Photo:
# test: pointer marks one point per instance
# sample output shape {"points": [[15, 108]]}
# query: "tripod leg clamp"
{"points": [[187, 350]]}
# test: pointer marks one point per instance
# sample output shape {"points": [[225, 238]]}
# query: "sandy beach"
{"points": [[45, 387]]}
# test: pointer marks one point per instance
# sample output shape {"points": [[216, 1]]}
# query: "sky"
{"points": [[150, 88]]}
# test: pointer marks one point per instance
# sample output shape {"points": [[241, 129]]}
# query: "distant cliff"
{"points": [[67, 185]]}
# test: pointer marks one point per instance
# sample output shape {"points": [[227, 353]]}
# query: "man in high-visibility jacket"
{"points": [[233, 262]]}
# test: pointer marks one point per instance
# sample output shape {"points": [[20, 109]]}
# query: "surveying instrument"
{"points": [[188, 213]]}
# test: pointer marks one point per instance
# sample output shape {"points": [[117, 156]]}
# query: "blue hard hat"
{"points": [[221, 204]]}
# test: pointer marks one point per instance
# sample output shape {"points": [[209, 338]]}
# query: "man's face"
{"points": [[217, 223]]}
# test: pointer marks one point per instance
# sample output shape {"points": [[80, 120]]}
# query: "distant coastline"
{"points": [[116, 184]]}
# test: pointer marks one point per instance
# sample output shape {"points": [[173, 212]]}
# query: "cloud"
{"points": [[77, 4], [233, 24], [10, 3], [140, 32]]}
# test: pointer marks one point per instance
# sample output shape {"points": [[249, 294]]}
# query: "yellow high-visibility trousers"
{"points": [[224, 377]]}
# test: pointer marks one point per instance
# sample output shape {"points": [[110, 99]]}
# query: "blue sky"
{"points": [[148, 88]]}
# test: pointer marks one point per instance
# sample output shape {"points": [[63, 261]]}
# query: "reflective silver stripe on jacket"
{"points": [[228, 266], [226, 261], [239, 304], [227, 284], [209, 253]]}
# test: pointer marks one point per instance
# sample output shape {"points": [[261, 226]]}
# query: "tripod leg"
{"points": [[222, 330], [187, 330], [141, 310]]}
________________________
EXERCISE: Repeat all entries. Match them exactly.

ANSWER AREA:
Photo:
# test: pointer marks one point per instance
# sample output shape {"points": [[15, 108]]}
# query: "tripod leg clamp"
{"points": [[187, 350]]}
# test: pointer marks one point per instance
# sample output shape {"points": [[225, 238]]}
# query: "sandy beach"
{"points": [[45, 387]]}
# test: pointer marks one point per instance
# sample output shape {"points": [[216, 1]]}
# query: "sky"
{"points": [[150, 88]]}
# test: pointer marks one point per instance
# sample output shape {"points": [[241, 129]]}
# query: "distant cliff"
{"points": [[67, 185]]}
# test: pointer marks one point per instance
# sample output shape {"points": [[227, 353]]}
# query: "man in high-visibility jacket"
{"points": [[233, 262]]}
# test: pointer marks one point per instance
# sample output shape {"points": [[20, 109]]}
# query: "surveying instrument"
{"points": [[188, 213]]}
# test: pointer marks one point per instance
# sample output shape {"points": [[117, 156]]}
# query: "blue hard hat"
{"points": [[221, 204]]}
# test: pointer marks one point per instance
# sample output shape {"points": [[209, 338]]}
# query: "man's face"
{"points": [[217, 223]]}
# test: pointer marks one point per instance
# sample output shape {"points": [[80, 120]]}
# query: "distant coastline"
{"points": [[116, 184]]}
# test: pointer marks one point per instance
# sample output shape {"points": [[173, 212]]}
# query: "cloud"
{"points": [[77, 4], [233, 24], [10, 3], [140, 32]]}
# test: pointer marks one point per instance
# sample output shape {"points": [[249, 294]]}
# query: "yellow high-visibility trousers"
{"points": [[224, 377]]}
# test: pointer marks one point per instance
# sample output shape {"points": [[110, 99]]}
# query: "blue sky"
{"points": [[148, 88]]}
# test: pointer marks one point per instance
# sample output shape {"points": [[63, 261]]}
# query: "reflective silver stripe on jacket"
{"points": [[228, 266], [226, 261], [239, 304], [227, 284], [209, 253]]}
# test: pointer marks one point per instance
# sample output shape {"points": [[261, 226]]}
# query: "tripod leg"
{"points": [[222, 330], [187, 330], [141, 310]]}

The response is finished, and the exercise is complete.